À FAIRE
(a) D'après la critique de Pyre, à quoi correspondent en réalité les combats de ce jeu ?
(b) Poursuivez la critique de Pyre après sa dernière phrase.

TEXTE AFFICHÉ

_ _ _ _ _

Pyre
7.2
Pyre

Jeu de Supergiant Games (2017PC)

« Prevail for freedom or fail in shame »

La petite équipe de Supergiant Games a confirmé son immense talent sur Bastion et Transistor sorti les années précédentes et leur succès commercial comme critique les appelle à poursuivre sur le même rythme leurs productions avec un nouveau titre en 2017 : Pyre. Allant encore plus loin pour renouveler l’expérience de jeu, nous retrouvons cette fois-ci la promesse d’un ARPG dont les combats sont en réalité des matchs de basketball, une proposition originale qui a éveillé ma curiosité alors que j’avais déjà toute confiance dans les réussites artistiques, scénaristiques et narratives du titre s’annonçant dans la droite lignée des précédentes œuvres du studio.


RÉALISATION / ESTHÉTISME : ★★★★★★★★★☆


Le chara-design des personnages principaux est à tomber le cul par terre, c’était déjà le cas avant mais là pour moi une nouvelle étape est franchie grâce à la diversification au possible des designs avec une dizaine d’espèces très originales avec une myriade d’inspirations visuelles différentes. Et si les doublages sont très marquants et distincts les uns des autres pour enfoncer le clou, ils ont pourtant été réalisés par une poignée de doubleurs pouvant interpréter jusqu’à 5 rôles différents dans une langue fictive !

_ _ _ _ _

EXTRAIT DES DONNÉES
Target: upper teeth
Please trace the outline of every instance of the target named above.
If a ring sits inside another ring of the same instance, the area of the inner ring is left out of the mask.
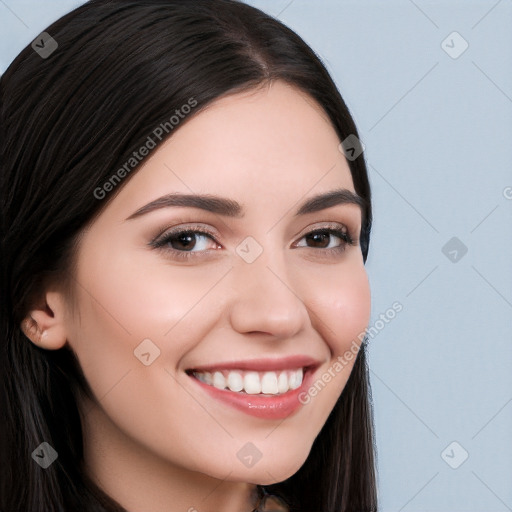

_ _ _ _ _

RÉPONSES
(a) Ce sont des matchs de basketball.

(b)
C’est tout simplement du très grand art, le premier point fort dont j’avais envie de parler. Il faut juste excepter les dessins très brouillons qui apparaissent au générique de fin, même des croquis avant leur design final aurait été plus sympa, assez incompréhensible pour le coup. Il est aussi dommage que des problèmes techniques aient entaché le lancement du titre mais ils ont assez vite été résolues et même s’ils demandent encore aujourd’hui quelques manipulations sur PC, rien de bien grave non plus.


L’OST est une fois de plus d’une qualité incroyable avec une tonne de thèmes de très bonne qualité mais aussi très intelligemment utilisés. Tous les personnages jouables et affrontables profitent de thèmes uniques dans un style musical concordant très explicitement avec leur personnalité, d’un instrument de musique unique qui résonne à chaque réplique et qui va avec ce style… conférant une nouvelle fois au joueur la possibilité d’arranger la musique en déclenchant quand on le souhaite de nouvelles notes.


On peut juste regretter que ça donne un ensemble très éclectique et donc manquant d’identité propre pour le jeu, mais il faut vraiment être pisse-froid dans ce cas. Pour ma part, je suis plutôt admiratif de toute cette richesse de sonorités différentes qui peuvent aussi être combinées à certaines occasions très efficacement, Never to Return atteint 30 variations ! Et bien sûr les thèmes chantés sont toujours aussi magnifiques, c’était attendu en raison des chansons du même compositeur pour Bastion et Transistor mais ça n’en reste pas moins l’un de plus gros points forts du titre qui conforte un peu plus l’aura du studio dans le domaine musical.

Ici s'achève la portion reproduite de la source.